▸ **What the task asks**
Copy all the records exactly, but keep the pictures out of your version.

(Exercise data)

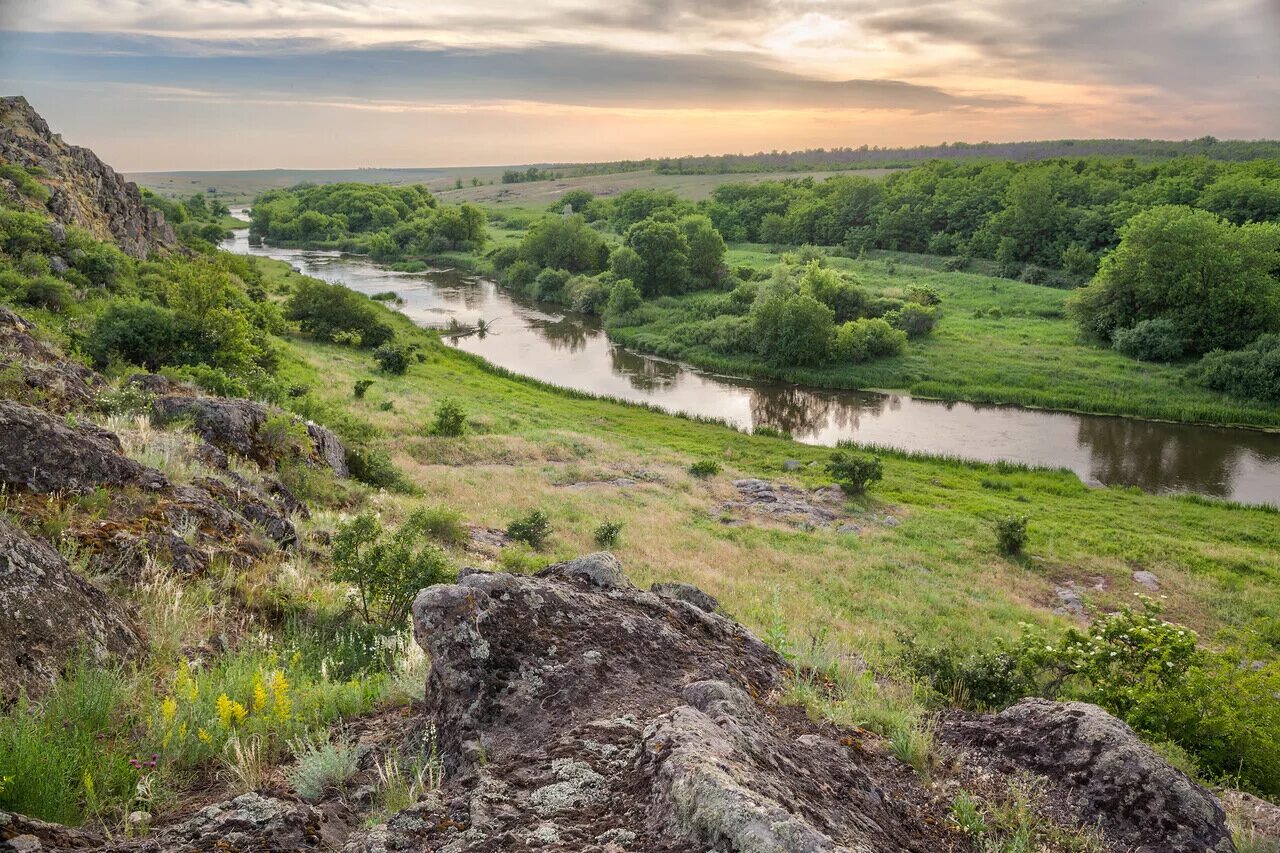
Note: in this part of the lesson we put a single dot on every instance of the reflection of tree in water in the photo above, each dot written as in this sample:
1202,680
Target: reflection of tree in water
644,374
803,413
562,334
1159,456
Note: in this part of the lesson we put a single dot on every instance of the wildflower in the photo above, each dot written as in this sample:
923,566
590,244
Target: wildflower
259,693
283,706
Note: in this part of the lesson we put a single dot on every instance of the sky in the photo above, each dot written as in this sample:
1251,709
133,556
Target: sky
159,85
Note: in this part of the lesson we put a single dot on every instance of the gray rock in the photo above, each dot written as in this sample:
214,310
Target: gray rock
1147,579
49,615
1141,802
600,570
688,593
42,454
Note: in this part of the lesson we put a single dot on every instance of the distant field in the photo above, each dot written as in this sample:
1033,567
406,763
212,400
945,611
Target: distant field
241,187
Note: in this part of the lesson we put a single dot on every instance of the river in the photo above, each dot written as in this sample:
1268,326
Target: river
572,351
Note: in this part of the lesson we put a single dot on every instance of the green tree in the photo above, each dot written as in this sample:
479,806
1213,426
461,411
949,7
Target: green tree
1214,279
792,331
663,255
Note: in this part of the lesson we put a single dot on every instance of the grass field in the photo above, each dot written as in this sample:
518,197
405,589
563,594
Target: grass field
936,573
1028,355
241,187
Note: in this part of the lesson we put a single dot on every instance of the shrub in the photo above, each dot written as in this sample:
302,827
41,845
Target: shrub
1159,340
704,468
388,569
393,357
608,533
914,319
451,419
533,529
854,473
1252,372
321,763
1011,534
324,310
865,340
48,292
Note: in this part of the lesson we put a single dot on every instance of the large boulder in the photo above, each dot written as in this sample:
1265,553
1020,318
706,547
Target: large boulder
49,616
576,712
236,427
44,374
82,190
1111,776
45,454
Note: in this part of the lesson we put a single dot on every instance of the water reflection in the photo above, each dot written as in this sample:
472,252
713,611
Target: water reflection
572,351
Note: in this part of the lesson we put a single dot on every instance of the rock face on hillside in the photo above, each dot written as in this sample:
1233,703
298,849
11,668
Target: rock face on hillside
236,427
83,191
50,616
576,712
1112,778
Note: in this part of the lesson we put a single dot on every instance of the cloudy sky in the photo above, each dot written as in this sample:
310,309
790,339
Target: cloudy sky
329,83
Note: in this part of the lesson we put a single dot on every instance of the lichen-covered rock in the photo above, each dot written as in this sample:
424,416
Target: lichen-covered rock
236,427
83,191
576,712
44,454
49,616
1111,776
44,374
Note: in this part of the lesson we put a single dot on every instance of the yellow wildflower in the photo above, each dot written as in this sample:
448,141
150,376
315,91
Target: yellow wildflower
259,693
283,706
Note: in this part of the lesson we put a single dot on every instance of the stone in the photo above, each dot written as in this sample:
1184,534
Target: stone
1147,579
83,191
44,454
600,570
49,615
688,593
1141,802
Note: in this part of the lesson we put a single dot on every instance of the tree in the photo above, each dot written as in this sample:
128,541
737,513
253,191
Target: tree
705,249
663,254
792,331
1214,279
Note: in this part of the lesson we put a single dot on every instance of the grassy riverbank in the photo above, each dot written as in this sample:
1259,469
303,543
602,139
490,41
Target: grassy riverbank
999,341
935,573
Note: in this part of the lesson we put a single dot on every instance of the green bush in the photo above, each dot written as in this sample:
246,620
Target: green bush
393,357
48,292
1011,534
608,533
704,468
1252,372
136,333
865,340
1159,340
451,419
388,569
854,473
533,529
325,310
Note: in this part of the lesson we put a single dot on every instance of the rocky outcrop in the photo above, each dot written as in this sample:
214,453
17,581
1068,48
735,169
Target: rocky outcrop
236,427
576,712
44,454
1109,774
50,616
45,375
83,191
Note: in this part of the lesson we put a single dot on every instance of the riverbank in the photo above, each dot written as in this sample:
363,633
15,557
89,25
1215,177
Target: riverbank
918,556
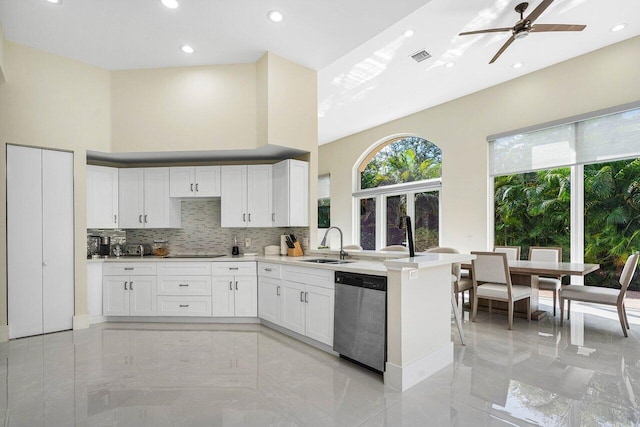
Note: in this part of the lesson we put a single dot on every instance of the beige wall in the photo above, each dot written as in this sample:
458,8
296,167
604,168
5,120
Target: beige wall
51,102
601,79
182,109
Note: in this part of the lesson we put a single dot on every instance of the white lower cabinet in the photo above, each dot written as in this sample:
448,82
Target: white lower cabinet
184,289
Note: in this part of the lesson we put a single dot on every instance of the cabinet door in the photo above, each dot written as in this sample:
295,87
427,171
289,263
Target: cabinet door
233,196
222,296
115,296
102,197
182,182
207,181
280,189
142,296
259,212
269,299
131,198
246,295
319,316
292,314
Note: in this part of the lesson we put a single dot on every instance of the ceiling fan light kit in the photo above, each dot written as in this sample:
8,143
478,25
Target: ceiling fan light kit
525,26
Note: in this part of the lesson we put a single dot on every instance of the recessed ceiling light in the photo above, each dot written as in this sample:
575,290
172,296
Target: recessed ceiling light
185,48
618,27
170,4
275,16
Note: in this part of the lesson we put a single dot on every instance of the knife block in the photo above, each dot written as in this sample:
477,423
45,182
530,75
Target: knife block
296,251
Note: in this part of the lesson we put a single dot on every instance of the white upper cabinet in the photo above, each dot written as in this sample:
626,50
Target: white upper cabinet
245,193
144,200
102,197
199,181
291,194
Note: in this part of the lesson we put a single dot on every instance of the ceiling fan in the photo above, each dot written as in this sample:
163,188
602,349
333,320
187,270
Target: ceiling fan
524,26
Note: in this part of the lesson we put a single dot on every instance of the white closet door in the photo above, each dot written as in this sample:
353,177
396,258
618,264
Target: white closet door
57,241
24,237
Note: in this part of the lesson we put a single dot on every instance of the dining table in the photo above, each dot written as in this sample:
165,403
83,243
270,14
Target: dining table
525,272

(End Exercise data)

▸ **Solution to this problem**
Note: in this part of the lesson we put a single dot on every instance of the reflection of tree in water in the photo above, each dot written as in this sample:
1202,680
Target: reflection of tree in water
644,374
803,413
562,334
1159,456
Note: in this part of the lesson we put a single dot on every instance of the wildflower in the photo above, each dot written as in this sample:
923,566
590,244
Target: wildflower
259,693
283,706
Note: in this part of the lesson we put a single dot on every instance of the sky in the photo above, each dot written as in this sample:
1251,709
133,556
Target: sky
159,85
Note: in this part of the lesson we put a single dot on every instance of the gray rock in the photo above, each dot written as in this sample:
214,310
Target: gray rock
1147,579
49,615
1141,802
600,570
688,593
42,454
Note: in this part of the lesson we put a single dot on every instance of the distant field in the photo above, each dot written as in this sample:
1033,567
406,763
212,400
945,611
Target: distant field
241,187
Note: in this part of the lesson we put a single dot on every instance of the river in the photo above, each dot written as in this sample:
1268,326
Target: river
572,351
Note: in this part of the lesson we put a single dot on every instance of the green tree in the photo above, each dot written as in this sample:
479,806
1213,426
461,411
949,7
Target: green tree
1214,279
792,331
663,255
Note: in this part of the lesson we put a single dot on every instance of the grass field in the photo above, each dot written as in this sample:
518,197
405,589
563,594
Target: grass field
936,573
1028,355
241,187
Note: in this part of the lesson we put a single dot on every instance of the shrub in the photo above, each dot written as in this sample:
302,827
41,845
Target: shrub
1159,340
704,468
388,569
393,357
608,533
914,319
451,419
533,529
854,473
1252,372
321,763
1011,534
324,310
865,340
48,292
Note: in this part of the lesson we put a single dot on every instance of the large boulder in the photo above, each dot written as in this sample:
1265,553
1020,318
706,547
Target: large boulder
49,616
576,712
236,427
44,374
82,190
1111,776
45,454
Note: in this part of the lesson we put a single dot on every instance of the water reflection in the photo above, each dot written as in this sample:
472,252
713,611
Target: water reflection
572,351
Note: in this part of the lesson we put a single dot on every instance of the rock face on hillside in the photo above, each dot written as in this sample:
1233,703
298,849
11,668
Target: rock face on hillside
236,427
83,191
50,616
576,712
1112,778
Note: in this part of the lesson we put a single dot on every instance of the cloudy sky in the photo above, each dot written as in this sample:
310,309
790,339
Target: cloudy sky
329,83
Note: in this part of the lesson we put a single dot on every instance of the lichen-covered rock in the photo above, each dot written as in this sample:
424,416
Target: lichen-covered rock
236,427
83,191
576,712
44,454
49,616
1111,776
44,374
Note: in this part of the lesson we put a single dot on every instance of the yellow wildflower in the photo above, each dot written as in this sample:
448,141
150,376
315,91
Target: yellow wildflower
259,693
283,706
Note: in this part of the lesson we put a single dot on every instance of the stone in the photo above, each dot written as in this sample:
1184,534
Target: stone
1147,579
83,191
44,454
600,570
49,615
688,593
1141,802
Note: in this part of the lesson we put a single dot on every instance of the tree in the photo above, each dot written as in this sample:
128,541
737,513
253,191
Target: tree
705,249
663,254
792,331
1214,279
Note: in this part of the lesson we put a single dot on every instance of the grassy riverbank in the photo above, each dot written as in this sample:
1259,469
303,543
602,139
490,41
Target: grassy riverbank
999,341
935,573
Note: in this part of the lesson we put a single dot on every instance of the green bush in the photo above, each dot written as in this sample:
246,620
Target: green bush
393,357
48,292
1011,534
608,533
704,468
1252,372
136,333
865,340
1159,340
451,419
388,569
854,473
533,529
325,310
Note: in this part of the lesson we put a single dot on every instance of the rocky outcrop in the photo above, each dot written as in this sample:
214,453
17,581
1068,48
735,169
Target: rocky outcrop
236,427
576,712
44,454
1109,774
50,616
45,375
83,191
Note: in this part of the lesson we put a single dot on every instance of the riverbank in the photo above, each dot written as in this sample:
363,633
15,557
89,25
1215,177
Target: riverbank
918,556
Note: in this part of the lesson we put a single dot on every instance of the beige wall in the photo above, each dot written as in this sample:
458,8
296,167
604,168
5,120
Target: beige wall
51,102
601,79
182,109
Note: in this part of the lesson we put a single dot on every instance of the white lower cabinet in the photo above, each dot written as in this sample:
448,82
Target: white lower cabinet
184,289
Note: in this part of the lesson we put a single dot on every instance of the cabinet door in the photo above, each dot written as in this sample:
295,87
427,171
289,263
Target: cabinet door
233,196
222,296
115,296
102,197
182,182
207,181
280,189
142,296
259,212
269,299
131,198
246,295
319,316
292,314
Note: in this part of the lesson we put a single dot on every instance of the ceiling fan light kit in the photo above, each dot written as in this sample:
8,143
478,25
Target: ceiling fan light kit
525,26
Note: in this part of the lesson we put a single dot on every instance of the recessed ceiling light in the photo above, each dot written as in this sample:
575,290
172,296
Target: recessed ceiling light
185,48
618,27
170,4
275,16
Note: in this part of the lesson we put a single dot on every instance of the knife block in the photo above, each dot written as in this sample:
477,423
45,182
530,75
Target: knife block
296,251
Note: in this part of the lesson we put a single dot on every instance of the white upper cabinet in the photo above, each dot written as in this sample:
626,50
Target: white upper cabinet
245,193
144,200
102,197
199,181
291,194
Note: in this part of the lesson we put a single dot on every instance of the ceiling fan in the photo above, each dot written as in this sample:
163,188
602,349
333,320
187,270
Target: ceiling fan
524,26
Note: in this part of the lesson we put a single dot on every instance of the white closet door in the photo above, each dot written as in this sample:
353,177
396,258
618,264
Target: white closet door
57,241
24,237
Note: in this part of the lesson we put a single dot on every instance of the dining table in the photo above, each dot written as in this sample:
165,403
83,243
270,14
Target: dining table
525,272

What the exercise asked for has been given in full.